Revise the material below by replacing every occurrence of "bounding box" with "bounding rectangle", leaving all other text unchanged.

___ EXCERPTED DATA ___

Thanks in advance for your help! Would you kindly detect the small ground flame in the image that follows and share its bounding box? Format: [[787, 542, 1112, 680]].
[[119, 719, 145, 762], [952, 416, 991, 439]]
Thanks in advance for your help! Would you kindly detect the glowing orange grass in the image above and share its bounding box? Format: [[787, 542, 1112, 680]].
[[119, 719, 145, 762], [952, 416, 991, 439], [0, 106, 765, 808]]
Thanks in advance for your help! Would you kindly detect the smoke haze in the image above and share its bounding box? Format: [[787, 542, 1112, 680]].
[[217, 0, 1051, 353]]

___

§ **RESPONSE**:
Thanks in advance for your help! Would you kindly detect the small ground flame in the image that follows and share its bounding rectangle? Format: [[787, 542, 1112, 680]].
[[119, 719, 145, 762], [952, 416, 991, 439]]
Thanks in advance for your help! Would you kindly detect the glowing orange grass in the image above and share its bounding rectangle? Format: [[787, 542, 1112, 680]].
[[119, 719, 145, 762], [952, 416, 991, 439], [0, 106, 765, 808]]
Thanks in advance for your help! Would you kindly detect the smoke haze in the image above and share its bounding rectangle? Format: [[787, 542, 1112, 680]].
[[217, 0, 1051, 353]]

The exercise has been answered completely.